→ Source extract
BEGIN

Virginia Satir is a psychological guru who created a model that addressed family therapy that became one of the most used elements in modern therapy today. Family therapy utilizes the bases of human connection with the common household problems. The Satir Model: Yesterday and Today is a journal article that is written by John Banmen. This article addresses the outlook provided by Virginia Satir in a variety of steps that required initiating individual and family therapy. Banmen states that Satir is considered to be someone who developed certain techniques’ in therapy that allowed for more than one member of a family to be seen simultaneously (2002, P.
7). Although, The Satir Model created a vast majority of contributions for the counseling society; Banmen created more of awareness with the praise he gave within this article. The article clearly stated how the effects of the Satir model today differs from the Satir model way back when.
The abstract of the article clearly explains how it represents an attempt to update the reader by bringing the more important components of the Satir model into focus.
The objective of the article was to inform the reader of Virginia Satir’s methods of conducting family therapy, which the author clearly states. The article contains several main points including theory, three methods of the therapeutic experience, contemporary family therapy and so forth that are discussed throughout the article. Each point is clearly defined as well as thoroughly discussed within it, such as The Theory of the Satir Model, which goes in depth about Satir’s contributions and what each of them have done; The Three Areas of Therapeutic Intervention, which goes in-depth about the Intrapsychic System, the Interactive System, and the Family-of-Origin System; and the Survival Coping Stances, which talks about how people use these to survive dealing with stress.
Each one of these main points is imperative to the understanding of how Virginia Satir’s model created such a controversy that ended up being one of the most used contributions of all time. With the section talking about The Theory of the Satir Model, Banmen names a few therapeutic beliefs to set the context of the article. Banmen quotes Satir (1991), stating that these and other beliefs “help guide the therapist with a base from which to view human beings, relationships, and change”. As human beings begin to create lasting relationships with individuals whether they are in their immediate family or close cluster of friends; it helps the therapist not only understand the client more but get a better perception of what needs to be done next. In the section “The Three Areas of Therapeutic Intervention”, Banmen talks about the intrapsychic system that has been identified as connecting human experience to internal communication. It shows how all five senses can be utilized to create a lasting impression with only a bit of a story being told (2002, P. 9); often referred to as the Personal Iceberg Metaphor.
As for the interactive system, describes how conflicts can be deemed as the problem which causes different being common in a world that cycled around being different (2002, P. 12). There is not too much like-mindedness in this particular society. Satir’s thought process evolves around the need to create sameness and differences as a growing culture that was meant to happen. As the article becomes more in-depth with the objectives that Satir wants to cover, The “Survival Coping Stances” section of the article discusses how when using defensive mechanisms individuals are often dealing with a vast amount of stress and family problems. Typically that can affect the nature of how a counseling session can turn out. The author’s main purpose of this article was to inform the reader of the Satir model, which he does, giving plenty of details to describe each part of how Satir would go through therapy.

END

→ Entries shown
BEGIN

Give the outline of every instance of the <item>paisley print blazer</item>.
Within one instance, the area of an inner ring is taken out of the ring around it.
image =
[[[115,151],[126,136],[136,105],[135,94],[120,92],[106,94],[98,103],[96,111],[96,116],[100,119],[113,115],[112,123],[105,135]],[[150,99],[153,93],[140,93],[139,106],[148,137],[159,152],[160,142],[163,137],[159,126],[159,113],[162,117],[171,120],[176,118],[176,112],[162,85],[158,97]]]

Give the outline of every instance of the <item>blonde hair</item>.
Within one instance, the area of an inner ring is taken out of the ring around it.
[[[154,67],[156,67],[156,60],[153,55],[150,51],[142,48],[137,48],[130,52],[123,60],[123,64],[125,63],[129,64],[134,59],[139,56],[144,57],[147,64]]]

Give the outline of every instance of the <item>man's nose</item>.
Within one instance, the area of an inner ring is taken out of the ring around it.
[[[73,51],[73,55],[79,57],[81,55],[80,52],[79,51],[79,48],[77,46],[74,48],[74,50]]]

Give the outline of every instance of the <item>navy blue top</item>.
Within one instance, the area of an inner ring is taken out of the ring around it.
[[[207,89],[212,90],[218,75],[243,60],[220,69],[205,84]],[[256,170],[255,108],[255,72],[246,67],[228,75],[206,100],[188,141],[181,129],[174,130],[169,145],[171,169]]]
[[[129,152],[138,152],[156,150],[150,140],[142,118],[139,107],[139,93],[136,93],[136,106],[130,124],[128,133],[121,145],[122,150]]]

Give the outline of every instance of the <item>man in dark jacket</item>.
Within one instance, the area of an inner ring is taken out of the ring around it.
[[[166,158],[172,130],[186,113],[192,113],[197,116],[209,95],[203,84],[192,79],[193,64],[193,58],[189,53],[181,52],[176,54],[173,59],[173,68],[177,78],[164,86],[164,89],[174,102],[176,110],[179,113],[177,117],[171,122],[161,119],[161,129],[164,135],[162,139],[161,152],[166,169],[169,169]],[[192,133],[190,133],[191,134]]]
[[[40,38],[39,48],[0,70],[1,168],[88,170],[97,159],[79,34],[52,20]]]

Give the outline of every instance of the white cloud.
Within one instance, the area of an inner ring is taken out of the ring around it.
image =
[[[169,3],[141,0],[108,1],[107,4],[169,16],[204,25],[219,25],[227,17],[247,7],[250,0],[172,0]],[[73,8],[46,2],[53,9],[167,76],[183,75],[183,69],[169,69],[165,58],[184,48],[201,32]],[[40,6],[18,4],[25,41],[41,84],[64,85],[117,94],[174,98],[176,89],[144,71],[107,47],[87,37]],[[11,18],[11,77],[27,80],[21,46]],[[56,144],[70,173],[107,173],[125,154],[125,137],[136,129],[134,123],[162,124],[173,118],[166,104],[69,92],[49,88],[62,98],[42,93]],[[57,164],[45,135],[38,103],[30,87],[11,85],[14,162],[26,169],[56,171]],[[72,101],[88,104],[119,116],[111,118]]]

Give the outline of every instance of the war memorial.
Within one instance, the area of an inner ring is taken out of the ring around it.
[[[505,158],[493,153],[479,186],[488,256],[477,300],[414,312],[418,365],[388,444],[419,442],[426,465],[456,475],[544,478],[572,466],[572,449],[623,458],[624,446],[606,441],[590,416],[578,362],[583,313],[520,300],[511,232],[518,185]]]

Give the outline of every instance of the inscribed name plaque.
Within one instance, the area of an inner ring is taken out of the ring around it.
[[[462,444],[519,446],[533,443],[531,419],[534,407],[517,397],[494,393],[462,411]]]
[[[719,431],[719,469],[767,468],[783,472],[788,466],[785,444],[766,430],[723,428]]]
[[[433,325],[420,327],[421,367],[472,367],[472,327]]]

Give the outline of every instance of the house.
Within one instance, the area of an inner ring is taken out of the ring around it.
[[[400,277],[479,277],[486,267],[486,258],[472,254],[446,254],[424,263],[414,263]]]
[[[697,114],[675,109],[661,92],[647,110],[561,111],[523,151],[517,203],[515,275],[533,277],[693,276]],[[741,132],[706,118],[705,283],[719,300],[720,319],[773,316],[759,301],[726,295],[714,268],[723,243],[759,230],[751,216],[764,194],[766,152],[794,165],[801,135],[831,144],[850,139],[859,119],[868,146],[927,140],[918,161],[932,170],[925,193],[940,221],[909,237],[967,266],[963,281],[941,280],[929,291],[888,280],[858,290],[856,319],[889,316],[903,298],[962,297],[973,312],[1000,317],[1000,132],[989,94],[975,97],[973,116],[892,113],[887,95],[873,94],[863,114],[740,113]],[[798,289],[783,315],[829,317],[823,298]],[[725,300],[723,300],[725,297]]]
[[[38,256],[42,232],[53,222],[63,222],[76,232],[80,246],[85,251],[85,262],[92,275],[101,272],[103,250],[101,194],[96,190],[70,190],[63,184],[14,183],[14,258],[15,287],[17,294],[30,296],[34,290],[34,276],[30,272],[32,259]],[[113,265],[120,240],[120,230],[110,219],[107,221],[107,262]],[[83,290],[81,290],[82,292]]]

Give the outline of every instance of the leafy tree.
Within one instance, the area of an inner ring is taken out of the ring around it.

END

→ Tasks to complete
1. In the essay on the Satir Model, which three systems make up the Three Areas of Therapeutic Intervention?
2. Reproduce the passage of the essay on the Satir Model starting at "The abstract of" and ending at "model into focus.".

→ Task-by-task results
1. The Intrapsychic System, the Interactive System, and the Family-of-Origin System.

2.
The abstract of the article clearly explains how it represents an attempt to update the reader by bringing the more important components of the Satir model into focus.